衆院選:中国、安倍首相の言動注視

毎日新聞 2014年12月14日 23時30分(最終更新 12月14日 23時54分)

笑顔でテレビ出演する安倍晋三首相=東京都千代田区の党本部で2014年12月14日午後10時19分、藤井太郎撮影
笑顔でテレビ出演する安倍晋三首相=東京都千代田区の党本部で2014年12月14日午後10時19分、藤井太郎撮影

 【北京・工藤哲】衆院選での自民党の圧勝について、中国政府は14日、公式見解を示していないが、今後数年の日中関係に直結する結果と受け止め、高い関心を持って情勢を見極めている模様だ。習近平指導部は来年を「抗日戦争勝利70年」と位置づけ、歴史問題で安倍晋三政権に妥協しない姿勢を示しており、引き続き安倍首相の言動に注視するとみられる。

 国営新華社通信(英語版)は14日夜、日本での開票作業開始直後に自民、公明両党で300議席以上を確保し、圧勝する見通しだと速報した。また、国営中国中央テレビ(CCTV)は開票前から日本の衆院選の仕組みを図表つきで解説。「多くの有権者は民主党政権に裏切られたとの思いが強く、仕方なく自民党を選んだ」「安倍首相は選挙でこれまでの失政を覆い隠した」「安倍首相は今後、メディアの管理を一層強化する」などと解説した。

== == ==

▶ [課題 1]:
衆院選と中国に関する記事から、次の問いに答えよ。
(a) 習近平指導部は来年を何と位置づけているか。
(b) 国営新華社通信(英語版)は、自民、公明両党で何議席以上を確保する見通しだと速報したか。
(c) 国営中国中央テレビ(CCTV)は開票前から、何を図表つきで解説したか。
▶ [課題 2]:
衆院選と中国に関する記事を、最後の文の後から書き継げ。

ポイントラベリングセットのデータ
== == ==

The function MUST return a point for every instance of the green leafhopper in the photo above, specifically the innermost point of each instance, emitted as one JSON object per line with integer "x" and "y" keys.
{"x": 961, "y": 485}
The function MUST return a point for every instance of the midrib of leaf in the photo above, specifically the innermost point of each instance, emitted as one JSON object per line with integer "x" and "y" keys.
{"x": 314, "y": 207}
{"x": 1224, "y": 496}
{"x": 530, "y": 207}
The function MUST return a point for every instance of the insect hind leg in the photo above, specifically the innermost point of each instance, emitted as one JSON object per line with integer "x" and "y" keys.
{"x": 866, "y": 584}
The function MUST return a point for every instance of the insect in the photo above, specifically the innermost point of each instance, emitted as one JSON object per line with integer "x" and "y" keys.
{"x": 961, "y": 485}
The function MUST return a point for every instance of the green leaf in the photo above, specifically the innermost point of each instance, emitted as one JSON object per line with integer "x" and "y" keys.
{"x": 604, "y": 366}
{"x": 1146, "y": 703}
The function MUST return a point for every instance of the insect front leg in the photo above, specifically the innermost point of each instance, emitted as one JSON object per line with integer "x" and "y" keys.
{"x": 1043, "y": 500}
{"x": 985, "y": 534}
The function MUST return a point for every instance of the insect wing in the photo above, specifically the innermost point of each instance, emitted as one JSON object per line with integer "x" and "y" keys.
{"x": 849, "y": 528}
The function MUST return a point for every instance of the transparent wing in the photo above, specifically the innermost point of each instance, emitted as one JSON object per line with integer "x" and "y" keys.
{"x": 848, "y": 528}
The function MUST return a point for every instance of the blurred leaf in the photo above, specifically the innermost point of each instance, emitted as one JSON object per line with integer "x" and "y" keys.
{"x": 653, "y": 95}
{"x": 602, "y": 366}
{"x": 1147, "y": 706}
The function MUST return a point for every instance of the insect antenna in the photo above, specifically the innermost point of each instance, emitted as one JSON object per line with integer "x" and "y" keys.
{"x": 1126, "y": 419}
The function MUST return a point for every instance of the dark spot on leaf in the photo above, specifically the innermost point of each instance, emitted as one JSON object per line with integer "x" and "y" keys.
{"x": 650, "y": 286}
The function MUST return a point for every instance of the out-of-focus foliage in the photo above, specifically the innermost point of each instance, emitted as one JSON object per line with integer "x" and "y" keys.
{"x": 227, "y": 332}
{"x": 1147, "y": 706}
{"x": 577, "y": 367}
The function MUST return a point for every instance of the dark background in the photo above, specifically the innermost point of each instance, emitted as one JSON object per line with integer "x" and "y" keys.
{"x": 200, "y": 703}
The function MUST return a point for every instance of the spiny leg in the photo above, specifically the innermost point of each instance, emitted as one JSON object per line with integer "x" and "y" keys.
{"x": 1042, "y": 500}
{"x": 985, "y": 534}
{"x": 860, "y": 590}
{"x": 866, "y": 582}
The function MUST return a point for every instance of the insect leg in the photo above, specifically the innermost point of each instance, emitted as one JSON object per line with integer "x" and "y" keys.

== == ==

▶ [解答例 1]:
(a) 「抗日戦争勝利70年」
(b) 300議席以上
(c) 日本の衆院選の仕組み

▶ [解答例 2]:
 今後の日中関係で中国側が最も強く懸念しているのは、安倍首相が再び靖国神社を参拝するなど、歴史問題で中国との対立姿勢を強める事態だ。11月に安倍首相と習国家主席の首脳会談が北京で実現したのは「歴史問題で日本側が善処することが前提だった」(中国外務省関係者)と受け止められている。再び安倍首相が靖国神社を参拝すれば「中国国内の対日強硬世論を抑えて安倍首相と会談した習主席のメンツが丸つぶれになる」(日中関係筋)として、対日強硬世論が再燃するのは確実だ。14日付の北京紙「法制晩報」は安倍首相について「国家安全保障会議や特定秘密保護法を手がけ、武器輸出三原則を見直し、集団的自衛権の行使を容認した。最後の恐れは憲法の徹底した変質だ」と懸念を伝えた。

 中日友好協会の唐家※(とう・かせん)会長(元国務委員)は3日、北京で開かれた新日中友好21世紀委員会の会合で「(日中の)政治と安全保障の相互信頼の不在の源は、相手への理解と位置づけにある。(日本にとって中国は)協力パートナーなのか、それともライバルで脅威なのかという根本的な問題に尽きる」と述べ、引き続き安倍首相の言動を注視する考えを示している。(※は「王」の右に「旋」)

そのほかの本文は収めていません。